__Brano di testo__.
# # # #
Io non capivo, dopo qualche giorno chiesi se avessi fatto/detto qualcosa di sbagliato, la risposta fu che io non mostravo umiltà ed ero troppo sicura di me, e che la mia grinta non aiutava. Non dovevo permettermi di leggere referti, cercare di effettuare un esame obiettivo su un paziente perché non sono un medico, né ho le conoscenze per farlo.
Fu una delle tante gocce, io che passai le notti a studiare manovre semeiologiche, clinica medica e chirurgica, feci degli ottimi esami e mi viene detto che non ho conoscenze? E soprattutto non m viene consentito di metterle in atto?
La risposta fu: “il vostro problema è che ormai Infermieristica è medicina concentrata, i corsi OSS vi basterebbero per fare l’Infermiere”. Lì presi una decisione, arrivai ad un bivio: abbassare la testa e agire come voleva lei nel nome di un buon voto, oppure alzare la testa e dimostrare una volta per tutte che l’ospedale non è l’asilo e io non abito a 1200 km da casa mia per farmi dire di fare un corso OSS perché a questo punto starei vicina ai miei affetti. Quindi o tu, tutor clinico, mi insegni a diventare un DOTTORE IN INFERMIERISTICA degno di questo nome o io volto le spalle e me ne vado, perché tu non renderai vani i miei sacrifici, tantomeno mi farai il lavaggio del cervello.
# # # #
__Materiale presentato__.
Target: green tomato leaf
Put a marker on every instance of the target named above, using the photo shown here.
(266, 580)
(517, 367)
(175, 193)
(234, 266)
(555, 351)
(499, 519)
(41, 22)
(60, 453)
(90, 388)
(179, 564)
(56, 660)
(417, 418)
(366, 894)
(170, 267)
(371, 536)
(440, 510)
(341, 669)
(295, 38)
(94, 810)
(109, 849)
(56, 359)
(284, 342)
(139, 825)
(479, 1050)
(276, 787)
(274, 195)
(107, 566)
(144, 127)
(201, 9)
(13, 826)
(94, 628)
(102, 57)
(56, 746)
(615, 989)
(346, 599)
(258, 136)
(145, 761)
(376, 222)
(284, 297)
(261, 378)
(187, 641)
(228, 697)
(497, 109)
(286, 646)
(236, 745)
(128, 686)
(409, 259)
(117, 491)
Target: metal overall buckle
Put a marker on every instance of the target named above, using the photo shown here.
# # # #
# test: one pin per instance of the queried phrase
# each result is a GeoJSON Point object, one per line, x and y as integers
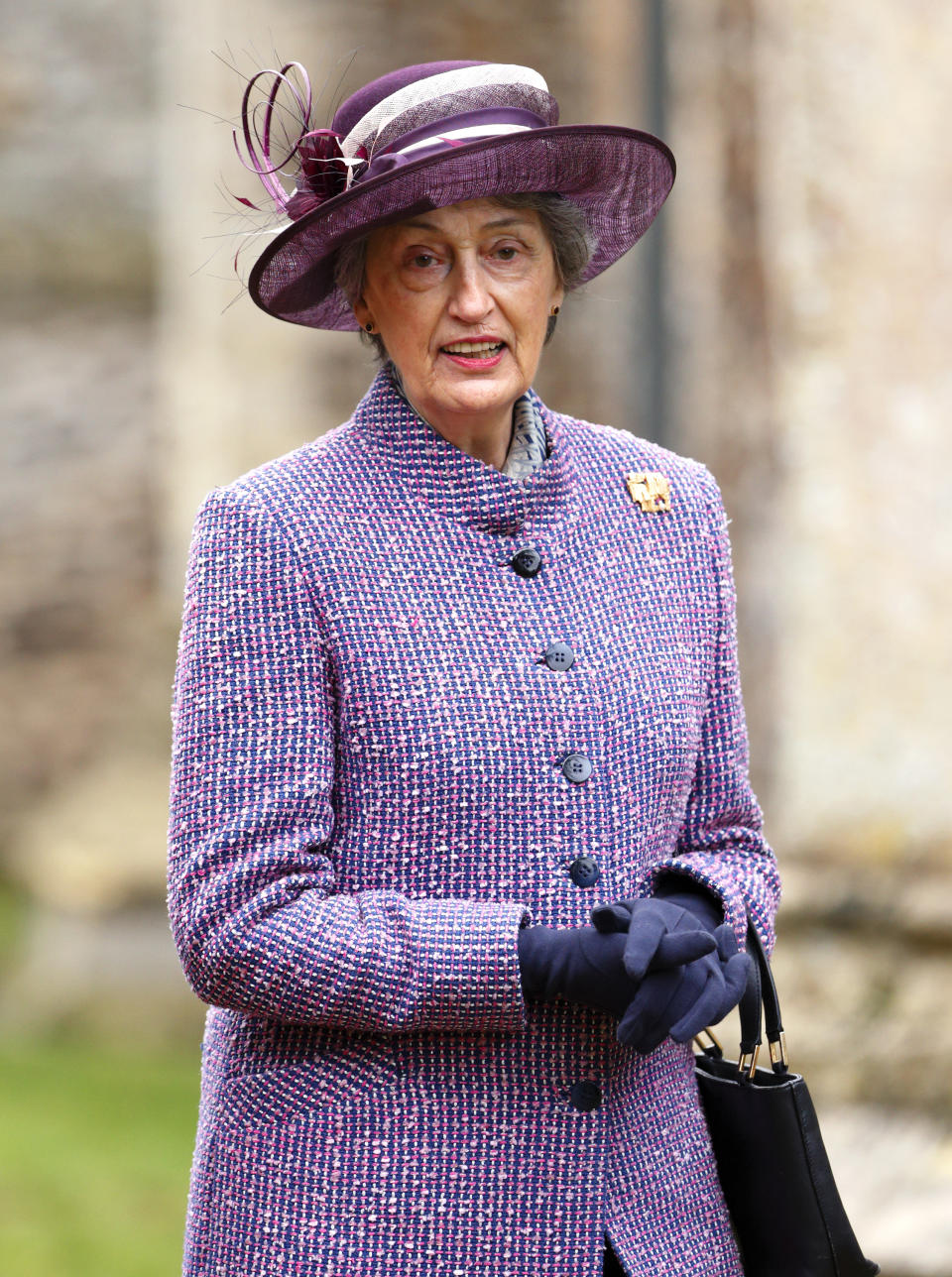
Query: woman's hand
# # # #
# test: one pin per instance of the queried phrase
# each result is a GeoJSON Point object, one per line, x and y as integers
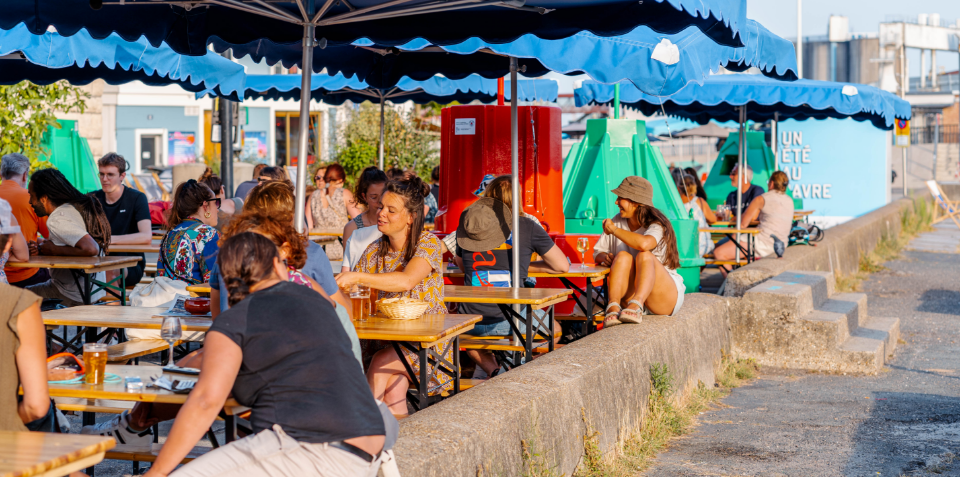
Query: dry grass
# # # #
__Serie di esercizi__.
A. Secondo il brano sul tutor clinico, a quanti chilometri da casa sua abita chi racconta?
B. Prosegui, per favore, il brano sul tutor clinico dopo la sua ultima frase.

__Soluzioni per esercizio__.
A. A 1200 km.

B.
Continuai nella mia “arroganza”, i pazienti mi cercavano, anche qualche medico a dire la verità, magari anche solo perché ci teneva a farmi vedere una qualche procedura o addirittura durante qualche intervento mi mostrava cosa stava facendo.
Visto che lei non aveva nessuna intenzione di insegnarmi iniziai a fare da sola, a cercare qualunque cosa mi aiutasse a fare l’Infermiere, linee guida, procedure riconosciute. Un giorno la tutor mi vide educare un paziente operato agli esercizi respiratori, una prassi che dovrebbe essere la norma, questo ci dissero in aula, perse le staffe e da quel giorno iniziò con gli insulti personali, body shaming, fino a diventare vero e proprio mobbing, e tante colleghe le davano manforte.
Una sera mi scrive dicendomi che non dovevo andare vestita in ospedale come se stessi andando in discoteca, solo perché andai con un vestitino al ginocchio con scarpe da ginnastica (ad agosto in mezzo alla pianura padana) io per tutta risposta dissi che al di fuori dell’ospedale posso vestirmi come ne ho voglia, che io il tirocinio lo svolgevo in divisa. Si attaccò pure alla divisa, dicendo che mi stava male e che i pazienti mi guardavano. Comunque la risposta mi costò il tirocinio.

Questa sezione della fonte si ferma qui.